TAREFA A FAZER: Atualize o texto sobre repouso semanal remunerado: copie tudo desde "O repouso semanal remunerado, com" até "diferenças daí advindas.", pondo "frequência" no lugar de "habitualidade".

TEXTO APRESENTADO:
E isto justamente porque, conforme assinalou a demandante, na sua inicial, ela exerceu a função de vendedora em várias lojas do reclamado, com horários diferenciados. Nas lojas das Mercês e do Iguatemi, por exemplo, afirma a autora que trabalhou das 08h00min às 20h00min. Na da Calçada, de outro modo, seu horário dependia do turno em que trabalhou - primeiro ou segundo, conforme salientado por sua testemunha.
Por essa razão, diante da diversidade das lojas por onde laborou a reclamante e, ainda, dos horários por ela própria informados, relacionados a cada estabelecimento do acionado, não há como se utilizar a testemunha da autora como base para o deferimento das horas extras de todo o período do vínculo de emprego.
A sentença, assim, deve ser mantida também no particular.
REPOUSO SEMANAL REMUNERADO. DIFERENÇAS
No tocante ao repouso semanal remunerado, contudo, tem razão a reclamante.
O pagamento de diferenças de repouso semanal remunerado em decorrência das horas extras decorre de lei, ex vi letra "a" do art. 7º, da Lei n.º 605/49.
O repouso semanal remunerado, com efeito, é calculado sobre o salário. Compondo as horas suplementares a sua remuneração, porque a ela se integra dada a habitualidade, por força do que dispõe o art. 457, da CLT, o repouso pago não levou em consideração as horas extras trabalhadas, o que importa deferimento das diferenças daí advindas.
Nesse sentido é, também, a Súmula n.º 172 do c. TST.
De outro giro, se a base de cálculo do repouso semanal remunerado se modifica, a composição da remuneração deve sofrer a mesma alteração, repercutindo, via de conseqüência, em outras parcelas, não havendo que se falar em bis in idem, pois o principal - repouso semanal remunerado - não se confunde com os acessórios - diferenças decorrentes das repercussões legais das parcelas originais.

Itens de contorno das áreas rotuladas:

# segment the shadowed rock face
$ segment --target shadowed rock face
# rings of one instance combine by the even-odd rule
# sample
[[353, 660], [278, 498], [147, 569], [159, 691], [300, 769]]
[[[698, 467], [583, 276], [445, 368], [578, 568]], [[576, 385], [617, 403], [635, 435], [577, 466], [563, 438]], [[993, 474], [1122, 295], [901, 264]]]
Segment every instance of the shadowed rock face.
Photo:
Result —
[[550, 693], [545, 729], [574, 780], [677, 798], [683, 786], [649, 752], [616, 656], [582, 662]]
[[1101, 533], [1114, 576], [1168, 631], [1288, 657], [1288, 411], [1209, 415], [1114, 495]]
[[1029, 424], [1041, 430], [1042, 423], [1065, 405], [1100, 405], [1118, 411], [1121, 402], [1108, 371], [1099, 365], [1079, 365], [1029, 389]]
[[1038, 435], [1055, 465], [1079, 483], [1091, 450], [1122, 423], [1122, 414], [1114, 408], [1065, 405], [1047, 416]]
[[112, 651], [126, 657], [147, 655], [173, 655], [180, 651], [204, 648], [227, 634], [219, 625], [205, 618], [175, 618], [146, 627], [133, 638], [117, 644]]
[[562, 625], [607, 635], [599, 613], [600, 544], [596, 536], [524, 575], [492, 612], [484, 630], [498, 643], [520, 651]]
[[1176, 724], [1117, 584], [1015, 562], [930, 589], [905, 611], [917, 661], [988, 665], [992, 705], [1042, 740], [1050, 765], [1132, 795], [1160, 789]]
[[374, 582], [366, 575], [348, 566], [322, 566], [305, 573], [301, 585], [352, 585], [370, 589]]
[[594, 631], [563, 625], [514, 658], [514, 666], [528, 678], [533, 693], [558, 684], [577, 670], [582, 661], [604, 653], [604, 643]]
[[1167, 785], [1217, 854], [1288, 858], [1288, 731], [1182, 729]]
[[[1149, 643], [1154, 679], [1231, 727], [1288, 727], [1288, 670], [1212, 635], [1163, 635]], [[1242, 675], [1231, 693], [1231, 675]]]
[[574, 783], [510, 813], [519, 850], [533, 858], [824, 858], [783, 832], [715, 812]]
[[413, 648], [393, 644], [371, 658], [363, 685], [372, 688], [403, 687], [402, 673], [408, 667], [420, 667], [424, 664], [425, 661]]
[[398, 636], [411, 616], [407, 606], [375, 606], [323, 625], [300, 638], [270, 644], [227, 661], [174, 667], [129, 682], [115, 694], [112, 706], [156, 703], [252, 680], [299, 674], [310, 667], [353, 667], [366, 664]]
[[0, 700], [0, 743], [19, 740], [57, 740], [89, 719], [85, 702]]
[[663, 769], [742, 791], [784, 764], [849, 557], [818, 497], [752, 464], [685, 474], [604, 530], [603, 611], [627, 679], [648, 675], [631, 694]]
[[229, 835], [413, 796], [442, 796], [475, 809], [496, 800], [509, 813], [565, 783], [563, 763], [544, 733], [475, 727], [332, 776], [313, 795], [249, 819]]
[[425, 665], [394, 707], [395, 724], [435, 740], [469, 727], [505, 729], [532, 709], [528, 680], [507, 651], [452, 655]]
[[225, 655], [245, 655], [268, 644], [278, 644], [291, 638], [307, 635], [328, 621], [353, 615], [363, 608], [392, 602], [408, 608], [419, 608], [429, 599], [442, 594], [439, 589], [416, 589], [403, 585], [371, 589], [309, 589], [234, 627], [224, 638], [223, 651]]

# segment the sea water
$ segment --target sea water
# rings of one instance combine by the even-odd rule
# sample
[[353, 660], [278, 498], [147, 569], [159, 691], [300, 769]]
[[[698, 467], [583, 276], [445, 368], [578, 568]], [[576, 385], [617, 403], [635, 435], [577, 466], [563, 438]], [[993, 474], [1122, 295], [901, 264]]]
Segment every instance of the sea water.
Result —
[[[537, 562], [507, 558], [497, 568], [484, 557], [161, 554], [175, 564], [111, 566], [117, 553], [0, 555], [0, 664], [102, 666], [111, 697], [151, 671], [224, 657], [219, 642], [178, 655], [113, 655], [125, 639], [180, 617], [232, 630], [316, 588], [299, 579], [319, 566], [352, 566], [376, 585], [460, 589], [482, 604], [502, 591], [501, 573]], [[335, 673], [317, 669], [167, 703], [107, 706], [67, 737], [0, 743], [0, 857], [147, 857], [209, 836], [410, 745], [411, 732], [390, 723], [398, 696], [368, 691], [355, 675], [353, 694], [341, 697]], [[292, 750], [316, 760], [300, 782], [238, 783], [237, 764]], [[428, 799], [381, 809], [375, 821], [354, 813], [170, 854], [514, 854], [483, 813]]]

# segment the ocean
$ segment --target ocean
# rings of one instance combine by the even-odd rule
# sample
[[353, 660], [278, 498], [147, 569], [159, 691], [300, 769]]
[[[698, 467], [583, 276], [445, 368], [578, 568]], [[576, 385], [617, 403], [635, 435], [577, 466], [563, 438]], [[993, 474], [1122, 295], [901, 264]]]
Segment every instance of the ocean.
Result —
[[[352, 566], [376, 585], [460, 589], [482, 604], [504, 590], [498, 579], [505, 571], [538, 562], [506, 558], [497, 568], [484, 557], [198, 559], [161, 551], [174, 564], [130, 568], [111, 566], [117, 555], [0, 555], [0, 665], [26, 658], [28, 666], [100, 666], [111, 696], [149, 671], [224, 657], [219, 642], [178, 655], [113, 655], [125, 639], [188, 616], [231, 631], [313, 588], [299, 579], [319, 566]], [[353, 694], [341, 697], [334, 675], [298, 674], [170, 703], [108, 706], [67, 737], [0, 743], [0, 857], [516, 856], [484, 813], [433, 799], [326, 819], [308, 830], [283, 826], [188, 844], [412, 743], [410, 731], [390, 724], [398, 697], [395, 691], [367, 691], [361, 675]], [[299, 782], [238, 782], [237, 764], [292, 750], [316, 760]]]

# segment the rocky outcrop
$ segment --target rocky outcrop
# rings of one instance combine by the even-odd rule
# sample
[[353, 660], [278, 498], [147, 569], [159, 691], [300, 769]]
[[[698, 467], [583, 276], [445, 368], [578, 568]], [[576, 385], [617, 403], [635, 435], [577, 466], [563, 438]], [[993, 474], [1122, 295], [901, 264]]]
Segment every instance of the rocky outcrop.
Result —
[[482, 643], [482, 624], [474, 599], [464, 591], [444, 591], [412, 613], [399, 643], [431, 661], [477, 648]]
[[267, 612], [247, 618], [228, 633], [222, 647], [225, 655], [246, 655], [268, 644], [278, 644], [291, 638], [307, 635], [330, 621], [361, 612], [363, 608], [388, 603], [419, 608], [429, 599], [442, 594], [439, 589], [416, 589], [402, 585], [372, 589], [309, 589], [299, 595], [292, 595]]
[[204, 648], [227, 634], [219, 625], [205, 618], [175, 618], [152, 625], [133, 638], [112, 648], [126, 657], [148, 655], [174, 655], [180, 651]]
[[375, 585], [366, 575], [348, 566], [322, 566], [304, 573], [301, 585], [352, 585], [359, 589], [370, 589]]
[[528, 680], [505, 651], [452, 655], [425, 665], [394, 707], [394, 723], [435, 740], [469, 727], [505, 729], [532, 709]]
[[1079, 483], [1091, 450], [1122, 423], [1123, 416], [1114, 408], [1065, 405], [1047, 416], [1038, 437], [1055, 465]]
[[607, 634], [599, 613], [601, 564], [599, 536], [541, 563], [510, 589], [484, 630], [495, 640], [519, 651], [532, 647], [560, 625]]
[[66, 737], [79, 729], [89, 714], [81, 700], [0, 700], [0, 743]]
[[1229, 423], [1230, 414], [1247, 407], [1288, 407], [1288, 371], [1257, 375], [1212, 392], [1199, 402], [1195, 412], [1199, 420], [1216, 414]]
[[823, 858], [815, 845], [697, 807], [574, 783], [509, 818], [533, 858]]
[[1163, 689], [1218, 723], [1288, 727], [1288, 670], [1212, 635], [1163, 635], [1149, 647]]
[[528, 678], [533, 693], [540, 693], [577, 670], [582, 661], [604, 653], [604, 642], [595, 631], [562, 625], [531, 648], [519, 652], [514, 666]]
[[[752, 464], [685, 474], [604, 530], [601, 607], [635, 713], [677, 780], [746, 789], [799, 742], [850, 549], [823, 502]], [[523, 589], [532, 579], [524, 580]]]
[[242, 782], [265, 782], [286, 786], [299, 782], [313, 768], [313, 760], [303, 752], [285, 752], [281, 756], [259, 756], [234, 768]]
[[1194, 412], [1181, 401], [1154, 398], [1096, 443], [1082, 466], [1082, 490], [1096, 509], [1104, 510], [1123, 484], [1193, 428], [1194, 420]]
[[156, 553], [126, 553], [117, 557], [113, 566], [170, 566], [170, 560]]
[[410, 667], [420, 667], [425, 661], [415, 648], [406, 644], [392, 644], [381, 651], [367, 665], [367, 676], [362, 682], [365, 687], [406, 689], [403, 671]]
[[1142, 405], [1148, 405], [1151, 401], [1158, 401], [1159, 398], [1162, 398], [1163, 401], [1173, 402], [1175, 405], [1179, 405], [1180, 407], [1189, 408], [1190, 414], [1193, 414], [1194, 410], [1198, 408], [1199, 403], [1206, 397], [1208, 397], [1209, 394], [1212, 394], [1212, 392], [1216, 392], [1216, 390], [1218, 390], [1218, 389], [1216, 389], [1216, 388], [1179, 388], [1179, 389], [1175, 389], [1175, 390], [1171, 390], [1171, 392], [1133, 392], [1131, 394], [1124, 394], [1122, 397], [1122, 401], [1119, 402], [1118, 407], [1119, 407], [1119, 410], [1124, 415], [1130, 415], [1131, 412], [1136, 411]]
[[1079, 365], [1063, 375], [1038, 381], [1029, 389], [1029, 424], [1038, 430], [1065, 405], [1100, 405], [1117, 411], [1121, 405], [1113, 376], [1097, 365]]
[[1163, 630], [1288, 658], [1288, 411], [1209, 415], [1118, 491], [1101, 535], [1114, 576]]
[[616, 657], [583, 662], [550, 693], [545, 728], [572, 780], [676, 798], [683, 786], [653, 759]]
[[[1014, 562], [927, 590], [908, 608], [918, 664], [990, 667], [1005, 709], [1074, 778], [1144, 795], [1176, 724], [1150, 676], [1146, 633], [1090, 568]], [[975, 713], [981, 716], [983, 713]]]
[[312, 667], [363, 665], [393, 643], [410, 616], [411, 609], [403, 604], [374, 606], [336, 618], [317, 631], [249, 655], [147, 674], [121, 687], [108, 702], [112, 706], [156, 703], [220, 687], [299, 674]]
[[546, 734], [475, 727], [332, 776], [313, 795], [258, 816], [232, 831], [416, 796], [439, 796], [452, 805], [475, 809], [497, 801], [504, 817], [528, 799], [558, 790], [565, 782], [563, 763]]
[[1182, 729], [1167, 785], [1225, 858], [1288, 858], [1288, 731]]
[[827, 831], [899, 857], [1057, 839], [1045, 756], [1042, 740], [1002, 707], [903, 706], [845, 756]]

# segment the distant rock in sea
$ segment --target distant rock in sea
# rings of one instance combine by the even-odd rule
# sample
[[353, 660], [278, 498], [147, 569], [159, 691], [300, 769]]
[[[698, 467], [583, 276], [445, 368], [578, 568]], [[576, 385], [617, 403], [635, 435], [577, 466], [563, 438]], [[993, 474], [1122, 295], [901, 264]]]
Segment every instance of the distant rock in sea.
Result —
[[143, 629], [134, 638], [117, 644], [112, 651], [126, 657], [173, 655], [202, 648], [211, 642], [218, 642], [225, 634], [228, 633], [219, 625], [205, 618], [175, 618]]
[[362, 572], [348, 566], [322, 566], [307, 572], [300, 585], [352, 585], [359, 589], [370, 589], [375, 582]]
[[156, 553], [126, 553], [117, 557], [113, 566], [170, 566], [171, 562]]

RESPOSTA DO EXERCÍCIO:
O repouso semanal remunerado, com efeito, é calculado sobre o salário. Compondo as horas suplementares a sua remuneração, porque a ela se integra dada a frequência, por força do que dispõe o art. 457, da CLT, o repouso pago não levou em consideração as horas extras trabalhadas, o que importa deferimento das diferenças daí advindas.